• _Directives_:
a - According to the RLHF solutions, which two of the four models in PPO-RLHF stay frozen?
b - Please pick up the RLHF solutions text from its last line and carry it forward.

##### Extract to read #####

Solutions Appendix
Chapter 23

RLHF

22 Solutions

Detailed solutions for the exercises in Chapter 23. Try solving them yourself before checking the answers.

Exercise 1Pen & Paper
Two limits of SFT; why preferences carry a richer signal; an easy-to-compare-hard-to-write task.

Solution

SFT's limits: (1) it can only imitate the demonstrations it's given (capped by demonstrator quality), and (2) it has no signal about what NOT to do — only positive examples. Preferences are richer because comparing two responses conveys relative quality (including what's worse), which is information demonstrations lack. Example: judging which of two poems is better, or which summary is more faithful, is far easier than writing the best one from scratch — evaluation is easier than generation.

Exercise 2Pen & Paper
Name the four models in PPO-RLHF and their roles; which are frozen?

Solution

(1) Policy — the model being trained to generate preferred responses (TRAINED). (2) Reference model — a frozen copy of the initial policy, used for the KL penalty (FROZEN). (3) Reward model — scores responses, trained beforehand on preferences (FROZEN during PPO). (4) Value/critic model — estimates expected return for the advantage baseline (TRAINED). So policy and critic are trained; reference and reward are frozen.

Exercise 3Pen & Paper
Why pairwise comparison over absolute rating? Two annotator-behaviour reasons.

##### Dataset excerpt #####

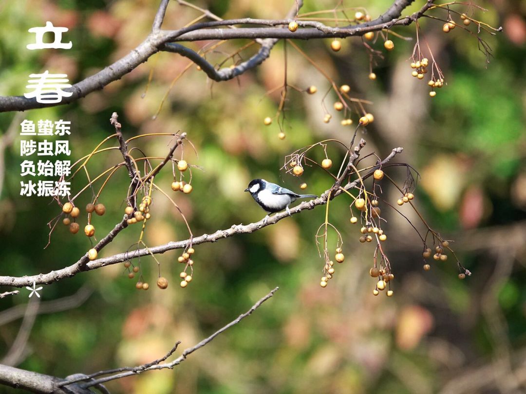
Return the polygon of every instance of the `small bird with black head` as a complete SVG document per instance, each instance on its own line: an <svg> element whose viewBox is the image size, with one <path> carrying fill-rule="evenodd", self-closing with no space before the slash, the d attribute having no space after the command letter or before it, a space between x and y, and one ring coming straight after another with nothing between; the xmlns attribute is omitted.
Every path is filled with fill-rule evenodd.
<svg viewBox="0 0 526 394"><path fill-rule="evenodd" d="M285 209L289 215L290 214L289 205L298 199L316 198L318 196L314 194L298 194L264 179L251 181L245 191L249 192L254 201L269 213L279 212ZM265 224L268 218L268 215L265 216Z"/></svg>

#####

• _Answers below_:
a - The reference model and the reward model.

b -
Solution

(1) Consistency: humans give noisy, drifting absolute scores (one annotator's '7' ≠ another's '7'), but are far more reliable at saying 'A is better than B'. (2) Calibration-free: comparisons need no shared numeric scale, avoiding the need to anchor and normalize ratings across annotators and time. Relative judgments are easier and more consistent than absolute ones, yielding cleaner training signal.

Exercise 4Derive
From Bradley-Terry P(A>B)=σ(r_A−r_B), derive the RM loss −logσ(r_w−r_l).

Solution

The Bradley-Terry model says the probability the winner w is preferred over loser l is σ(r_w − r_l). Maximizing the likelihood of the observed preferences means maximizing Σ logσ(r_w−r_l), i.e. minimizing the negative log-likelihood −logσ(r_w−r_l). Minimizing it pushes r_w above r_l by a comfortable margin (until the sigmoid saturates), training the reward model to score preferred responses higher.

Exercise 5Pen & Paper
Map RL vocabulary onto language generation; what is the 'policy' concretely?

Solution

State = the prompt plus tokens generated so far; action = the next token chosen; trajectory = the full generated response; reward = the reward model's score (usually given at the end of the sequence, with a per-token KL penalty). The POLICY is the language model itself — it maps the current context (state) to a distribution over next tokens (actions). Generating text is 'acting' in this RL formulation.

Exercise 6Derive
Write the REINFORCE gradient; explain each factor; why does multiplying by reward implement 'do more of what worked'?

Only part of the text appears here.